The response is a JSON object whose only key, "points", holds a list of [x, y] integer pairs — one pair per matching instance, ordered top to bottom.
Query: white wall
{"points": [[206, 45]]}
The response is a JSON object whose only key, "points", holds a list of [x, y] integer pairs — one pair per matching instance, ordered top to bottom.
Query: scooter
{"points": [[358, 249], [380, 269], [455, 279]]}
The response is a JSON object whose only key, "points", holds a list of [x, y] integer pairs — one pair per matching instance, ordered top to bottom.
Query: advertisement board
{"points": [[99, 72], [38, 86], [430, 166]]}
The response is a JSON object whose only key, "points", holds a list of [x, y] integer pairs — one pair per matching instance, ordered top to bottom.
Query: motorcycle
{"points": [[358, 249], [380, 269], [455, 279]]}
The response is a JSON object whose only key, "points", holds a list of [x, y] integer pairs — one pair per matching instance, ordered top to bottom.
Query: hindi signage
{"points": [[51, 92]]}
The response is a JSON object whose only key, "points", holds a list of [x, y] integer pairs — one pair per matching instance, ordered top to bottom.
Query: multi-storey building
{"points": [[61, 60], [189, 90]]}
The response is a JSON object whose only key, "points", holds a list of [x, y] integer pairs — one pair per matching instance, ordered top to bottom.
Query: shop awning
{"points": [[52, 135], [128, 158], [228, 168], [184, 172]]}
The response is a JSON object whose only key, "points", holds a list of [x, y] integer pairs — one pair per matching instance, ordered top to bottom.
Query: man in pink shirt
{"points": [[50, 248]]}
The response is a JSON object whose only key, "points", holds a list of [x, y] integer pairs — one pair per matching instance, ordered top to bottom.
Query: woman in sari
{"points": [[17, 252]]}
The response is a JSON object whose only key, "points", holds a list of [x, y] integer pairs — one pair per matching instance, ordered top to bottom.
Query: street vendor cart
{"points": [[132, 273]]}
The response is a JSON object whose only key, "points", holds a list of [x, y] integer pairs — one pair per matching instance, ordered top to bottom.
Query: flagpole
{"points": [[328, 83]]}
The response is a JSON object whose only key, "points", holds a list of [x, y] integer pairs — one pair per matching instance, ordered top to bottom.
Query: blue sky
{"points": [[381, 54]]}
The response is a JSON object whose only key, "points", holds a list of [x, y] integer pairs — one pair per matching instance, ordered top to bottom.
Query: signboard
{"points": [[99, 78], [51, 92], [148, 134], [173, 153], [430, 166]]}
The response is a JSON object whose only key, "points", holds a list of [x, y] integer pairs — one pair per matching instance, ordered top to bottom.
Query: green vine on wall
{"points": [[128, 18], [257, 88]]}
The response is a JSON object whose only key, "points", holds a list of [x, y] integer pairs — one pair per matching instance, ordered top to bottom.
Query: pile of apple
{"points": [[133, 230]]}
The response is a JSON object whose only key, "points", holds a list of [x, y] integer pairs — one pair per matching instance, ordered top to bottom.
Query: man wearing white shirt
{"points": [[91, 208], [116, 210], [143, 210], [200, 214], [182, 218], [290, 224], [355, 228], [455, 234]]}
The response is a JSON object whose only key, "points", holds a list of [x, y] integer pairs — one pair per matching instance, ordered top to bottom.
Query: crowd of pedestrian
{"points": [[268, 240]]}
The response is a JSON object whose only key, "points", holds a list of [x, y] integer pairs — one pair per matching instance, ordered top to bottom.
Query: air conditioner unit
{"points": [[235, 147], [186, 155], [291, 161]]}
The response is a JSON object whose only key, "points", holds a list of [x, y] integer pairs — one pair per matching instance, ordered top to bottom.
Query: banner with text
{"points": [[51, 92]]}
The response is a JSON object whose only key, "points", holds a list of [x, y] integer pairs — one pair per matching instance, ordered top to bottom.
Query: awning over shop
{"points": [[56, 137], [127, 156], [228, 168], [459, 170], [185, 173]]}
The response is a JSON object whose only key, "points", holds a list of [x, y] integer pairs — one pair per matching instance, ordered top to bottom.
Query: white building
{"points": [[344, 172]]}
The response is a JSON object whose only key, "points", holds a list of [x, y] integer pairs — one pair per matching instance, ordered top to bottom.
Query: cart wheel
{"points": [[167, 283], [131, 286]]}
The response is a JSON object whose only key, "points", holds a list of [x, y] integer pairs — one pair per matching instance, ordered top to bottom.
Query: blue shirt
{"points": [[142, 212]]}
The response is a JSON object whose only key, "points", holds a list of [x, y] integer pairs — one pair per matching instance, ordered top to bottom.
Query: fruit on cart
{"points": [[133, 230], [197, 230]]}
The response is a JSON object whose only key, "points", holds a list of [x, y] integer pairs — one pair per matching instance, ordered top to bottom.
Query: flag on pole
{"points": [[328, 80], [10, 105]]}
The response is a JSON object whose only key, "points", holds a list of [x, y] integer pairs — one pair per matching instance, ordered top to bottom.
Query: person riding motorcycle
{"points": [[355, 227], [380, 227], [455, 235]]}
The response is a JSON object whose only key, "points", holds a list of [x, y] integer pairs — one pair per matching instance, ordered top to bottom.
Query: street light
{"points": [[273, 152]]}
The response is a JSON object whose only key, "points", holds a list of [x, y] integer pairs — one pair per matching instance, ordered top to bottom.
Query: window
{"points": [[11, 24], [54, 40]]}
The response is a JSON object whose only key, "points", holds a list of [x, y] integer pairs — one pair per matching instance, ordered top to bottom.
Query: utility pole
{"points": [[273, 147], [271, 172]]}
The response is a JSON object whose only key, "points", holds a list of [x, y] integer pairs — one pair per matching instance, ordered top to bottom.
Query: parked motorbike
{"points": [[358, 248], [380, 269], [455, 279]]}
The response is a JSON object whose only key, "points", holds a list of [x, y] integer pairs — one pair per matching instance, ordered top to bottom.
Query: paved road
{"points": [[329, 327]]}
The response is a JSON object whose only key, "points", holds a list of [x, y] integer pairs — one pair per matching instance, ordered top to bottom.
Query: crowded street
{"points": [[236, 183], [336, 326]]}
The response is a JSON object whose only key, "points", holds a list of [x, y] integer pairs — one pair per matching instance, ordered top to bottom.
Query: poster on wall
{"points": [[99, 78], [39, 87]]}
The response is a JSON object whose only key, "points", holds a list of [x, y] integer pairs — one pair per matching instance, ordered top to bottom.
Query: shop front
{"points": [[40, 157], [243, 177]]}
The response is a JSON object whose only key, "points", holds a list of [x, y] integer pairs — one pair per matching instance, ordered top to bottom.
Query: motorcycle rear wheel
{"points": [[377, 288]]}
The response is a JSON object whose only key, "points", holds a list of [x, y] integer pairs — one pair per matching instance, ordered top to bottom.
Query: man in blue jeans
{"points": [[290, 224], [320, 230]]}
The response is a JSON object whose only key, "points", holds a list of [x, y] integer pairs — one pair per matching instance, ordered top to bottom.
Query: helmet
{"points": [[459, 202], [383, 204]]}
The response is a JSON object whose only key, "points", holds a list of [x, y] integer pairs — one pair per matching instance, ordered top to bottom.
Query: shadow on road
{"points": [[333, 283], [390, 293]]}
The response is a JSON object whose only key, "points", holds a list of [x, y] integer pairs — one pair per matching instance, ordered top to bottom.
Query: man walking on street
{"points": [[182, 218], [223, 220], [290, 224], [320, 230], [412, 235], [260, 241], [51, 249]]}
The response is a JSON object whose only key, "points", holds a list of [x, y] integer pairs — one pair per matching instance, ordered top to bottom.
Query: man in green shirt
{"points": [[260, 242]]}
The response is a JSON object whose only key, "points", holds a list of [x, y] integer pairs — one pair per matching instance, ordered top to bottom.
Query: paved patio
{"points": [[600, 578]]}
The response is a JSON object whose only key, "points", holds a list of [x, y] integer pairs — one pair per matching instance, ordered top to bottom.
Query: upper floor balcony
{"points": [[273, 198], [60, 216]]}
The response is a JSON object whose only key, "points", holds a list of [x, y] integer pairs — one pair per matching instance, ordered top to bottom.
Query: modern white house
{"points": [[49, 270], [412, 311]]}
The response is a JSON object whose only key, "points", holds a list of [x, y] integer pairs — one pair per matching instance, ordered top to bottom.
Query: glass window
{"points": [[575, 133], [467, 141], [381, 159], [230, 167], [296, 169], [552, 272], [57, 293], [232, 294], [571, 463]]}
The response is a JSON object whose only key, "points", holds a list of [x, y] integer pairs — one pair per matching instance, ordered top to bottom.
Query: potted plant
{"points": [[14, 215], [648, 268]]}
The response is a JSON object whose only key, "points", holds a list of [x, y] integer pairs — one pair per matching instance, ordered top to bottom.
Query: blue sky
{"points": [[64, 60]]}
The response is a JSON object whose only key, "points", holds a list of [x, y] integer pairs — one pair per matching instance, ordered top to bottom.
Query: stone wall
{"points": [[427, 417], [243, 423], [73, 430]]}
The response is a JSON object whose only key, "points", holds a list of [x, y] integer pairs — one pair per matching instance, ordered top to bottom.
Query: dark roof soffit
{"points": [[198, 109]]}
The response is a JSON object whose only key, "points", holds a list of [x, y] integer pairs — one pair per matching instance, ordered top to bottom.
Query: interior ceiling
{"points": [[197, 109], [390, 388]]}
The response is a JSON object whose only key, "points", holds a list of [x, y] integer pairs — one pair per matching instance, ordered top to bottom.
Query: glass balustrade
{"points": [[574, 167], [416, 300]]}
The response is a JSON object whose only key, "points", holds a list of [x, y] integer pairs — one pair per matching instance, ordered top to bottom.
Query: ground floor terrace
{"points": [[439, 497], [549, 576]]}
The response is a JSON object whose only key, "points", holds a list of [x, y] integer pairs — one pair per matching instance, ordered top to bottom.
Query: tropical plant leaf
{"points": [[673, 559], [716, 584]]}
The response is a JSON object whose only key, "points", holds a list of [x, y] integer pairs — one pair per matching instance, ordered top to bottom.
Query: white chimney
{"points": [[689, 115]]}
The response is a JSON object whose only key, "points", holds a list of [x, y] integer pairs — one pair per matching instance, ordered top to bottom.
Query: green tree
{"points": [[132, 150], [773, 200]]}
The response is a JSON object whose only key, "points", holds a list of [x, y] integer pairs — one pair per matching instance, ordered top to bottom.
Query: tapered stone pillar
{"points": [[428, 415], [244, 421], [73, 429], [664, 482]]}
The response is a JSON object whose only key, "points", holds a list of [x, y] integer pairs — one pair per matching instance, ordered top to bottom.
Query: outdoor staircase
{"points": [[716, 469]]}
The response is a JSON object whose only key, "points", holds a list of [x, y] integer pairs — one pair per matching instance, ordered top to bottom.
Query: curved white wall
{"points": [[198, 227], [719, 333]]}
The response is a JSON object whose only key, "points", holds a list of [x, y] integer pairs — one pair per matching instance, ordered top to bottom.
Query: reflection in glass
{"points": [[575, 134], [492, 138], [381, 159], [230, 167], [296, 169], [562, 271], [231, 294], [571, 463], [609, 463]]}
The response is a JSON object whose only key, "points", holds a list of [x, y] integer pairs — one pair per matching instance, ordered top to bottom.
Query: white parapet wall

···

=== EXERCISE DESCRIPTION ===
From the line holding "Query: curved white wall" to the last line of the data above, copy every line exactly and include nothing more.

=== OUTPUT BELOW ===
Query: curved white wall
{"points": [[198, 227], [719, 333]]}
The response is a JSON object whose only key, "points", holds a list of [x, y] integer pairs — one pair per matching instance, ordered top to bottom.
Query: reflection in glass
{"points": [[575, 134], [492, 138], [381, 159], [230, 167], [296, 169], [562, 271], [231, 294], [571, 463], [609, 463]]}
The response is a JSON object whose only key, "points", holds a list of [x, y] integer pairs — one pair per matching instance, ordered top to bottom.
Query: white parapet wall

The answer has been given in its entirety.